▶ **Data excerpts**
----

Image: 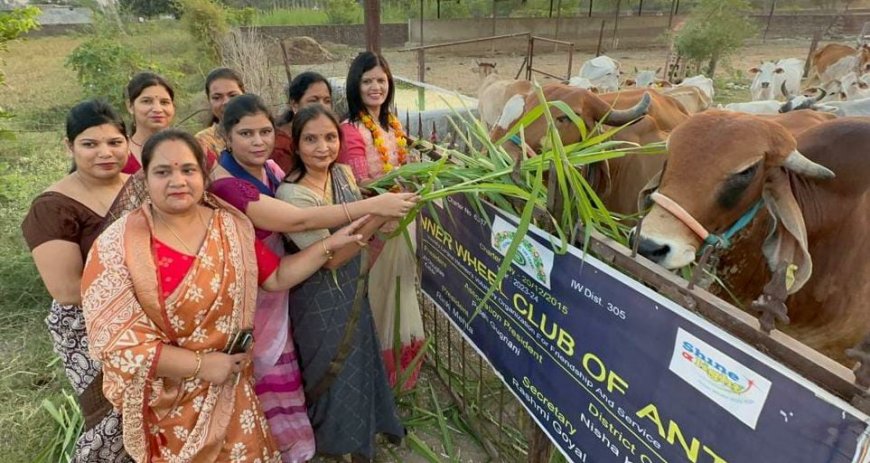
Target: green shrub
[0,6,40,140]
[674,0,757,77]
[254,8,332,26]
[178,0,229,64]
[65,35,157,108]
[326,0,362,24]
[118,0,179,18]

----

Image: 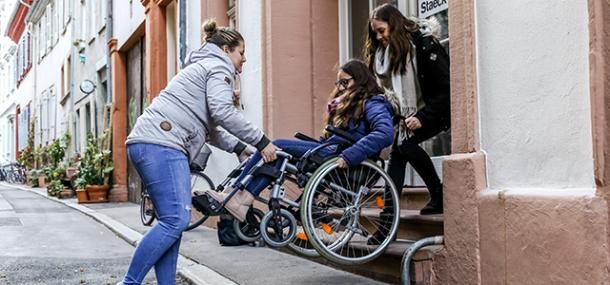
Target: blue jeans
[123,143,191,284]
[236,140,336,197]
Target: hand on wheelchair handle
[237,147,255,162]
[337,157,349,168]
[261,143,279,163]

----

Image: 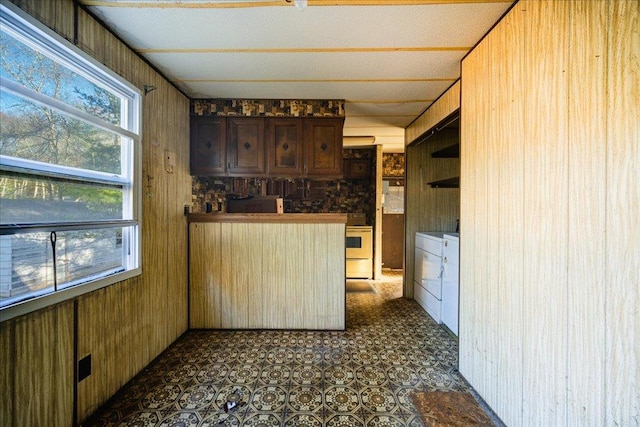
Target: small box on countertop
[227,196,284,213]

----

▶ **What you have to do**
How many rows above contain the string "Target"? Reply with the number alone.

▶ **Final result**
4